**GIVEN TASK**. Render every line of the records below as a numbered list, skipping blank lines and leaving out the pictures.

## Begin RECORDS SHOWN

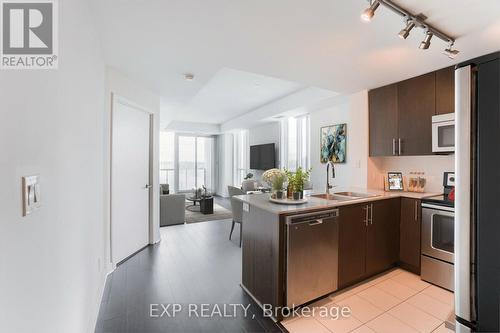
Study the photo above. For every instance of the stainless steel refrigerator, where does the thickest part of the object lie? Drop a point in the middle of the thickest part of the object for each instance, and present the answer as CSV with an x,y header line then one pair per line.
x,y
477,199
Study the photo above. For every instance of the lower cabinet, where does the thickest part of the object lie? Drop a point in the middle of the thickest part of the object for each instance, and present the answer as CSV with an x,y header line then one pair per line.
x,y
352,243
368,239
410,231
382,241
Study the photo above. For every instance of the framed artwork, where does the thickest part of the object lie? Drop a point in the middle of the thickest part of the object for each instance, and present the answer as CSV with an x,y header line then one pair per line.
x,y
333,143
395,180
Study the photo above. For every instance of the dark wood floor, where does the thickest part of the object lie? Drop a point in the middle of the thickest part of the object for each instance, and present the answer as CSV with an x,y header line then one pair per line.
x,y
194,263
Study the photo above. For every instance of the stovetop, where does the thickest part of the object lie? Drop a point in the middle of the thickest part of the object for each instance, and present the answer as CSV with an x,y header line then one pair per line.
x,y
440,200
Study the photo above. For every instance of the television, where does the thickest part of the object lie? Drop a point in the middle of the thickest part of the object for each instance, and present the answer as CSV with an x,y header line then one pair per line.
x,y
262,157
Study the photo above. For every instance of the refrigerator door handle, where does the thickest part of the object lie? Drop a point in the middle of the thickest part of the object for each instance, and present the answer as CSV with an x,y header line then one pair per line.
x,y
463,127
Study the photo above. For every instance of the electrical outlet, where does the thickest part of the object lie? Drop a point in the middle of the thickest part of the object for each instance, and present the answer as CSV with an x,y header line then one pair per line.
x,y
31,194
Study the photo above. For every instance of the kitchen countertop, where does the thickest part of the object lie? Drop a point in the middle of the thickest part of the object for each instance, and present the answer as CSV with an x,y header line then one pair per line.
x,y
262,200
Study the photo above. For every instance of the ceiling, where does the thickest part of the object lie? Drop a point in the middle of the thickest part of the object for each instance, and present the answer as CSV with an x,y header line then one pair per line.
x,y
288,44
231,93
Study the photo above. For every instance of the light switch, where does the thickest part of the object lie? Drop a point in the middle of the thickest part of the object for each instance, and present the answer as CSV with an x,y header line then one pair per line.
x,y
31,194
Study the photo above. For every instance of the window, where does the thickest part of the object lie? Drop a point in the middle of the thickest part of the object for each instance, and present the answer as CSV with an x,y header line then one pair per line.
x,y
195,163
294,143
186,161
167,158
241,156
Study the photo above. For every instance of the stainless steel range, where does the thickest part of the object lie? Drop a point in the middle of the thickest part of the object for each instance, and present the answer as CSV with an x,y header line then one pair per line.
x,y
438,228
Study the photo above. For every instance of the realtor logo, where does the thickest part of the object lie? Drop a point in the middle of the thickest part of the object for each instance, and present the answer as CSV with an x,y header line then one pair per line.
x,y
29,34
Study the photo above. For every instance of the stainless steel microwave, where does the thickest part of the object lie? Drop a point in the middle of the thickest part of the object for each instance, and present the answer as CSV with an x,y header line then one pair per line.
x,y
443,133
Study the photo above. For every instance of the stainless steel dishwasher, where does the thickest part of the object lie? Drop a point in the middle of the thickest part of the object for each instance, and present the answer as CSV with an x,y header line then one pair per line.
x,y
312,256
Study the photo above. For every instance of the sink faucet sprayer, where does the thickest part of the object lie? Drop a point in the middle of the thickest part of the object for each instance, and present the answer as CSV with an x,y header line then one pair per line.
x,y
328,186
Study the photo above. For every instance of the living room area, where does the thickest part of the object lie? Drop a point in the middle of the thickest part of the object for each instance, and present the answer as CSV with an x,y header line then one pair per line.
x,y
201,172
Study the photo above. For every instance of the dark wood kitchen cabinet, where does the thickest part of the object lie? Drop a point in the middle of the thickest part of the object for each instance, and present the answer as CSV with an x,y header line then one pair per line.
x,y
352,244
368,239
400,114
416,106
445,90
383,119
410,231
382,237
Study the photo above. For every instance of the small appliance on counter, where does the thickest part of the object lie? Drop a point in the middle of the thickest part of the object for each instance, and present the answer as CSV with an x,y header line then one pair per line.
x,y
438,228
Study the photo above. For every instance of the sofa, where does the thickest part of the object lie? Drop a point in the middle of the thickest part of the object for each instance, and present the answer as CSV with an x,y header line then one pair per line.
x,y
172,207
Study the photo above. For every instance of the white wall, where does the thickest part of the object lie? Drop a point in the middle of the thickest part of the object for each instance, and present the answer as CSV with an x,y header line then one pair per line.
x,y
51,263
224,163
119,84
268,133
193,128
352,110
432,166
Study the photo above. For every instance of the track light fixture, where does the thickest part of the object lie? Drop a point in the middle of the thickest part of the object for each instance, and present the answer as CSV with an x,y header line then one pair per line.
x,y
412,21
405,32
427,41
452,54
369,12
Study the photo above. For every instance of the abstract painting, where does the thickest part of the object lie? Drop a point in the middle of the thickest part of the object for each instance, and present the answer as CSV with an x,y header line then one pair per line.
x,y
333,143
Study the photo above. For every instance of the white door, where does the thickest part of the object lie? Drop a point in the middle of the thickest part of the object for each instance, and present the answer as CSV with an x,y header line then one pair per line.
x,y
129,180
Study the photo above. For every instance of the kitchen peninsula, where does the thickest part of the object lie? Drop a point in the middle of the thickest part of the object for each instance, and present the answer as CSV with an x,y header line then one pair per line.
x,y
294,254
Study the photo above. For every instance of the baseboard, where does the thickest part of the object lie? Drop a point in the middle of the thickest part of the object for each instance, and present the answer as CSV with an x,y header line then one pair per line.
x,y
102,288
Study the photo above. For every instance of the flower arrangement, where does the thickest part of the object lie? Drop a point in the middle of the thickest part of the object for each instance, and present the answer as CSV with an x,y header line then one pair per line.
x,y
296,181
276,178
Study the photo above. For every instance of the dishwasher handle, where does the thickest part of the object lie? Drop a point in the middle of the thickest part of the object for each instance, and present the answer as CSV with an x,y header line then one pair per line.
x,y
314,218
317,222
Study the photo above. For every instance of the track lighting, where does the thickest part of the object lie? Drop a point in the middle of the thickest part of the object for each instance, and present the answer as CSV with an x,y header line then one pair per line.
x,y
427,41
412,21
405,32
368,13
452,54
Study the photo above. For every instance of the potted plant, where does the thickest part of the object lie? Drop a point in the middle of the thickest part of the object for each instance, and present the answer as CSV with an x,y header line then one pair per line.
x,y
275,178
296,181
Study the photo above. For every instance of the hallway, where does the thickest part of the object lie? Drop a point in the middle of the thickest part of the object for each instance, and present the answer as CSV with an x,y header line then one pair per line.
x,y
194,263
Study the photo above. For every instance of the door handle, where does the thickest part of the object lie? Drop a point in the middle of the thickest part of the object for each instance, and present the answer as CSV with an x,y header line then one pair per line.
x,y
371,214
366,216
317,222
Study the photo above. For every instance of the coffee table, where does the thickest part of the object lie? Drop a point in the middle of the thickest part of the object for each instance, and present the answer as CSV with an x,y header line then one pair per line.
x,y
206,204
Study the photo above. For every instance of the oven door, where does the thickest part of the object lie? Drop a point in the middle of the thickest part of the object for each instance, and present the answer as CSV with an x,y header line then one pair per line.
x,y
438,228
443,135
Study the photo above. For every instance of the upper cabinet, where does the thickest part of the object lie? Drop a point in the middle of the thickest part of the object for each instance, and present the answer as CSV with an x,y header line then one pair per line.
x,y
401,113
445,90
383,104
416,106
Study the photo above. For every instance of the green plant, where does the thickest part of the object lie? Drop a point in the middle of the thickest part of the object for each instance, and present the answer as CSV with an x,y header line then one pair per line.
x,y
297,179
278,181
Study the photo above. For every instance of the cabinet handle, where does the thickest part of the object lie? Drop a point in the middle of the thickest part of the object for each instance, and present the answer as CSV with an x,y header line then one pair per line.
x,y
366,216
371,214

## End RECORDS SHOWN

**WRITTEN SOLUTION**.
1. Study the photo above. For every instance of the stainless steel refrigerator, where does the thickest part of the object lie? Drop a point in the middle of the thickest part of the object for each instance, and present the answer as CSV with an x,y header line then one pair per line.
2. x,y
3. 477,199
4. Study the photo above. For every instance of the lower cabinet, where does the thickest part of the object lie? Drop a point in the middle of the thickest part of the object for each instance, and present the answer as CSV with an x,y header line then one pair per line.
5. x,y
6. 352,243
7. 368,239
8. 410,231
9. 382,241
10. Study the photo above. For every instance of the framed artwork, where does the thickest part of the object lie? Drop a point in the middle of the thickest part of the object for each instance, and present the answer as CSV with an x,y header line then one pair per line.
11. x,y
12. 333,143
13. 395,180
14. Study the photo above. For every instance of the dark wood floor, where does the thickest part of the object lie? Drop a point in the middle of the thickest part of the object for each instance, and present the answer as CSV with an x,y header line then one pair per line.
15. x,y
16. 194,263
17. Study the photo above. For every instance of the stovetop, where does the thickest part of the object lie? Drop a point in the middle of the thickest part of the object for each instance, and present the answer as CSV with an x,y header line then one pair per line.
18. x,y
19. 440,200
20. Study the photo above. For every instance of the television, where does the thickest part of the object lie? Drop a point in the middle of the thickest part of the object for each instance, and present the answer as CSV with an x,y header line then one pair per line.
21. x,y
22. 262,157
23. Study the photo above. For every instance of the refrigerator door handle, where does the thickest part of the object lie? Drop a point in the middle of the thickest part of the object for each instance, and present the answer as CSV with an x,y header line then one pair per line.
24. x,y
25. 463,127
26. Study the photo above. For every instance of the electrical outlet, where does the thickest part of the object lie? Drop a point in the middle of the thickest part of the object for each instance, and present the answer as CSV with an x,y header line then one pair per line.
27. x,y
28. 31,194
29. Study the photo above. For every instance of the kitchen countertop, where does the thickest part of the object lie? Drop a point in the middle of the thickest part of the object for each instance, and present the answer as CSV with an x,y header line then one pair per line.
30. x,y
31. 262,200
32. Study the photo above. For every instance of the ceiling, where does the thickest part of the object lie? Drop a point in the middle of the thickest part of the object for each instance, and present the answer as CSV with an x,y header line then one pair per line.
33. x,y
34. 288,44
35. 231,93
36. Study the photo above. For every instance of the light switch, where does the thickest part of the object lie? Drop a point in the middle of the thickest part of the object for each instance, and present the answer as CSV with an x,y header line then one pair per line.
37. x,y
38. 31,194
39. Study the photo above. For every instance of the window, where does the thickest part of the object lie? Drop a point in the middle of the thickest part of the object for each instance, and present the answer as CSV with an x,y header line then one pair per line.
40. x,y
41. 195,163
42. 294,143
43. 186,161
44. 167,158
45. 241,156
46. Study the photo above. For every instance of the stainless steel range, where does the thickest part of the object lie? Drop a point in the middle of the thickest part of the object for each instance, and present the answer as CSV with an x,y header line then one pair per line.
47. x,y
48. 438,228
49. Study the photo above. For every instance of the realtor logo, where does the thickest part of the object lie? Drop a point in the middle of the thickest part of the object for each instance, and present the answer as CSV with an x,y header line then one pair per line.
50. x,y
51. 29,34
52. Study the photo above. For every instance of the stainless steel microwave, where does the thickest part of the object lie? Drop a point in the middle of the thickest part of the object for each instance, and present the answer as CSV with an x,y header line then one pair per line.
53. x,y
54. 443,133
55. Study the photo above. For every instance of the stainless steel dishwasher, where does the thickest part of the object lie? Drop a point in the middle of the thickest part of the object for each instance, and present the answer as CSV with an x,y header line then one pair per line.
56. x,y
57. 312,256
58. Study the photo above. For every instance of the sink faucet sprayer, where does the thickest part of the object lie? Drop a point in the middle of the thickest part of the object for each instance, and present the answer as CSV with an x,y header line then one pair per line.
59. x,y
60. 328,186
61. Study the photo above. For every instance of the living room area, where does the thickest part of the object lie? Drop a point in the middle of the thickest part of the object for each instance, and present the answer as CSV with an x,y header line then one pair per line.
62. x,y
63. 201,172
64. Study the photo above. For every instance of the dark wood kitchen cabinet, where does the thickest part of the object lie? Drop a point in the middle of the thickest part of the object for each instance, and present the answer as CSV with an x,y header line then one pair per line.
65. x,y
66. 352,244
67. 368,239
68. 400,114
69. 416,106
70. 445,90
71. 383,119
72. 410,231
73. 382,237
74. Study the photo above. For every instance of the small appliance on counter, where does the thickest part of the object lie? Drop a point in the middle of the thickest part of the object for each instance, and present the answer as CSV with an x,y header line then one pair per line.
75. x,y
76. 438,228
77. Study the photo above. For every instance of the sofa, where does the thickest part of the object lie? Drop a point in the middle of the thickest part of the object for each instance, and present the answer as CSV with an x,y header line then one pair per line.
78. x,y
79. 172,207
80. Study the photo above. For every instance of the white wall, where does the thickest part of the object lie? Drop a point in the middle of the thickest part of the object for each instance, and present the answer as CSV with an x,y header line then one pair per line.
81. x,y
82. 51,263
83. 224,163
84. 119,84
85. 268,133
86. 193,128
87. 352,110
88. 432,166
89. Study the photo above. For every instance of the track light fixture, where does the thickest part of the object lie? Drop a point in the middle of the thickest part of the object for each instance, and present the answer as CSV with an x,y header line then one pair per line.
90. x,y
91. 412,21
92. 405,32
93. 427,41
94. 452,54
95. 369,12
96. Study the photo above. For every instance of the abstract painting, where does the thickest part of the object lie? Drop a point in the middle of the thickest part of the object for each instance, and present the answer as CSV with an x,y header line then one pair per line.
97. x,y
98. 333,143
99. Study the photo above. For every instance of the white door, where does the thickest part of the object lie? Drop a point in the middle of the thickest part of the object for each instance, and present the answer as CSV with an x,y header line then one pair per line.
100. x,y
101. 129,180
102. Study the photo above. For every instance of the kitchen peninsula, where does the thickest part of the object lie? Drop a point in the middle of the thickest part of the object for each instance, and present the answer as CSV with an x,y header line then one pair per line.
103. x,y
104. 294,254
105. Study the photo above. For every instance of the baseboard, where does the thickest part of the object lie? Drop a point in the middle of the thickest part of the object for each instance, and present the answer as CSV with an x,y header line then one pair per line.
106. x,y
107. 102,288
108. Study the photo above. For every instance of the flower arrangement, where does the thickest part of the object lie? Drop a point in the middle of the thickest part of the object for each instance, and present the answer as CSV with an x,y header line then one pair per line.
109. x,y
110. 296,181
111. 276,178
112. Study the photo above. For every instance of the dishwasher handle, where does the thickest part of the object lie? Drop a point in the middle of the thickest part of the object for each instance, and present the answer as CSV with an x,y header line then one pair per line.
113. x,y
114. 314,218
115. 317,222
116. Study the photo above. For every instance of the track lighting, where does the thickest part of the object lie? Drop a point in the middle of the thickest part of the object for each instance, and present the answer as CSV with an x,y header line then one pair per line.
117. x,y
118. 427,41
119. 412,21
120. 405,32
121. 368,13
122. 452,54
123. Study the photo above. For every instance of the potted plant, where does the thickest part of the object lie? Drop a point in the middle of the thickest part of the object for each instance, and present the answer as CSV with an x,y header line then one pair per line.
124. x,y
125. 275,178
126. 296,181
127. Study the photo above. For every instance of the hallway, where does the thickest part of the object lie? Drop a point in the middle of the thickest part of the object for each instance, and present the answer as CSV with an x,y header line then one pair per line.
128. x,y
129. 194,263
130. Study the photo above. For every instance of the door handle, where does the thickest part of the object lie? Drop a point in the middle of the thickest part of the object for each instance, and present the answer as CSV with an x,y header line then one pair per line.
131. x,y
132. 371,214
133. 366,216
134. 317,222
135. Study the photo above. For every instance of the coffee table, where does the thickest part of the object lie? Drop a point in the middle of the thickest part of the object for each instance, and present the answer as CSV with an x,y header line then one pair per line.
136. x,y
137. 206,204
138. Study the photo above. For every instance of the oven door, where does the thickest part of the object lie? Drop a point in the middle of the thickest part of the object for each instance, and present the answer as CSV with an x,y header line then one pair per line.
139. x,y
140. 438,228
141. 443,135
142. Study the photo above. For every instance of the upper cabinet, where does the thickest part of the object lie? Drop a point in the middle of the thickest part of the object for each instance, and present the answer as CSV with an x,y header line then one pair per line.
143. x,y
144. 401,113
145. 445,90
146. 383,104
147. 416,106
148. Study the photo above. For every instance of the green plant, where does the thickest part of the object lie? Drop a point in the middle of the thickest part of the object for each instance, and present the answer as CSV with an x,y header line then one pair per line.
149. x,y
150. 297,179
151. 278,181
152. Study the photo above. For every instance of the cabinet handle, where does the thickest part of the object lie? Drop a point in the middle of the thickest part of the object for each instance, and present the answer as CSV with an x,y header line then one pair per line.
153. x,y
154. 366,216
155. 371,214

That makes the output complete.